[begin READING TEXT]
January ended with a knock for the Germans off the Dogger Bank, when the
_Blücher_ was sunk by our Battle-Cruiser Squadron:

  They say the _Lion_ and the _Tiger_ sweep
  Where once the Huns shelled babies from the deep,
  And _Blücher_, that great cruiser--12-inch guns
  Roar o'er his head, but cannot break his sleep.

And now it is the turn of "Johnny Turk," who has had _his_ knock on
the Suez Canal, and failed to solve the _Riddle of the Sands_ under
German guidance. Having safely locked up his High Seas Fleet in the Kiel
Canal, the Kaiser has ordered the U-boat blockade of England to begin by
the torpedoing of neutral as well as enemy merchant ships.

You may know a man by the company he keeps, and the Kaiser's friends are
now the Jolly Roger and Sir Roger Casement.

Valentine's Day has come and gone. Here are some lines from a damp but
undefeated lover in the trenches:

  Though the glittering knight whose charger
    Bore him on his lady's quest
  With an infinitely larger
    Share of warfare's pomp was blest,
  Yet he offered love no higher,
    No more difficult to quench,
  Than the filthy occupier
    Of this unromantic trench.
[end READING TEXT]
- [WORK TO DO]:
A – Answer these about the war-news passage, marking each answer to match:
(i) Which German ship was sunk off the Dogger Bank in January?
(ii) Where did "Johnny Turk" get his knock?
(iii) Who does the passage name as the Kaiser's friends?
B – Lay out the records from the line with "bank in the photo above." to the line with "(1208, 118)", both included, as a two-column CSV with the headers request and answer. Make one row per request, put each field in double quotes, and turn line breaks into spaces.
[begin MATERIALS PROVIDED]
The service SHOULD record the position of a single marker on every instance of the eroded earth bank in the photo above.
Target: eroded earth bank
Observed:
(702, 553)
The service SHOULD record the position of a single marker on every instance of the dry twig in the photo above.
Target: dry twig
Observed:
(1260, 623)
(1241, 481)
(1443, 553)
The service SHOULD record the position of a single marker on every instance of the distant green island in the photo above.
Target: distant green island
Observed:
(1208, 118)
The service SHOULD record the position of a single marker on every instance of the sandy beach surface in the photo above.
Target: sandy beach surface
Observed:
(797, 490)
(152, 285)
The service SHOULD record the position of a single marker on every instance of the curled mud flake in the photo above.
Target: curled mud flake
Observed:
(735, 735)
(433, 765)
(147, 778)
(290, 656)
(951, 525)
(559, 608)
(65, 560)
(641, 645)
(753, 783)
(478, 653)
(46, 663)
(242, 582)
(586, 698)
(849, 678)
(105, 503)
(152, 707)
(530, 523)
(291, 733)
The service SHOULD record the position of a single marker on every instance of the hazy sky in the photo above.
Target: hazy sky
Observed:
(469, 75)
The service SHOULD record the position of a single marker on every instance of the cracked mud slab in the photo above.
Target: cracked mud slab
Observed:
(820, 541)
[end MATERIALS PROVIDED]
[begin MATERIALS PROVIDED]
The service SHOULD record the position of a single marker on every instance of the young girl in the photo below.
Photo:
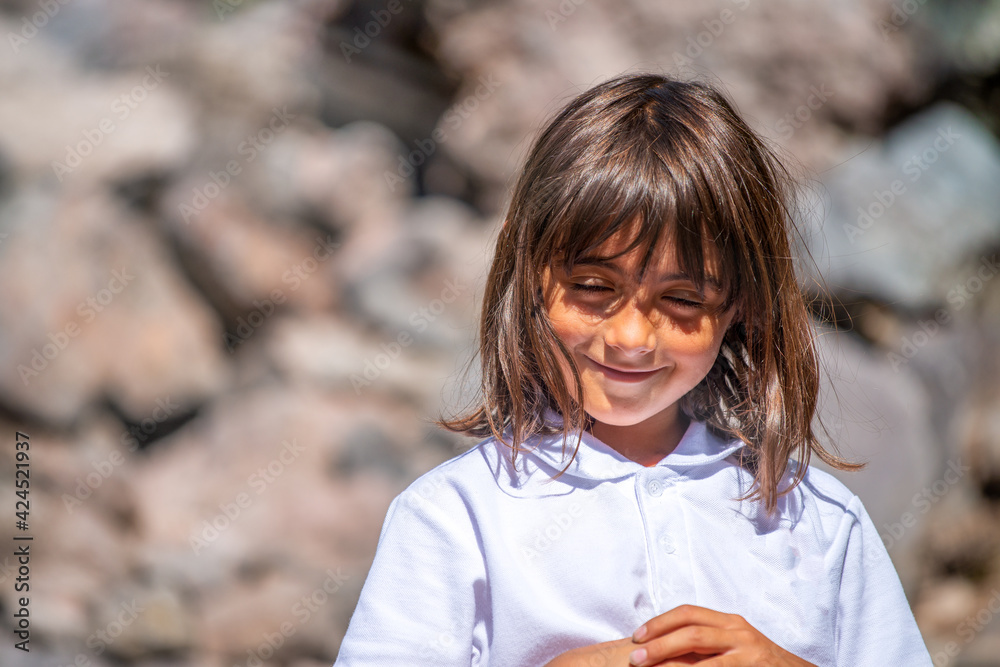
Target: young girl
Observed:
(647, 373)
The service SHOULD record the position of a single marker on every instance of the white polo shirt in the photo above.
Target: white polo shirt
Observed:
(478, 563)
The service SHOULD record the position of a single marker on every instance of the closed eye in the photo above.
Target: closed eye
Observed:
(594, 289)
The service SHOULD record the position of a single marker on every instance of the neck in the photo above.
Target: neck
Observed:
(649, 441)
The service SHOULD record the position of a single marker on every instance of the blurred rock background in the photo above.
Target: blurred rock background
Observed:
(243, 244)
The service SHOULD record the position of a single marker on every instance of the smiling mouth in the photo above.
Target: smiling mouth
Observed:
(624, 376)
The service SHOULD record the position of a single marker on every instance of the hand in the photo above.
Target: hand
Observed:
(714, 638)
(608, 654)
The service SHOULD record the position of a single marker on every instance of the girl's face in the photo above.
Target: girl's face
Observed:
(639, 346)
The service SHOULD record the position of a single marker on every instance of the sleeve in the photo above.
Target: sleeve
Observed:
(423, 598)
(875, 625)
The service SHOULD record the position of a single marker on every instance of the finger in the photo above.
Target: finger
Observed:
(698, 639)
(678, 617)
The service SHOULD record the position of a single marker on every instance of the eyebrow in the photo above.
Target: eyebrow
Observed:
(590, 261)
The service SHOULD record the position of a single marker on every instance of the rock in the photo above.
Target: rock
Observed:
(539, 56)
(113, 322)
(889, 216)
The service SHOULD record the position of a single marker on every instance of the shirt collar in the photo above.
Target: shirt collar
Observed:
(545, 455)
[end MATERIALS PROVIDED]
- [ANSWERS GIVEN]:
A –
(i) The _Blücher_.
(ii) On the Suez Canal.
(iii) The Jolly Roger and Sir Roger Casement.

B –
request,answer
"The service SHOULD record the position of a single marker on every instance of the eroded earth bank in the photo above. Target: eroded earth bank Observed:","(702, 553)"
"The service SHOULD record the position of a single marker on every instance of the dry twig in the photo above. Target: dry twig Observed:","(1260, 623) (1241, 481) (1443, 553)"
"The service SHOULD record the position of a single marker on every instance of the distant green island in the photo above. Target: distant green island Observed:","(1208, 118)"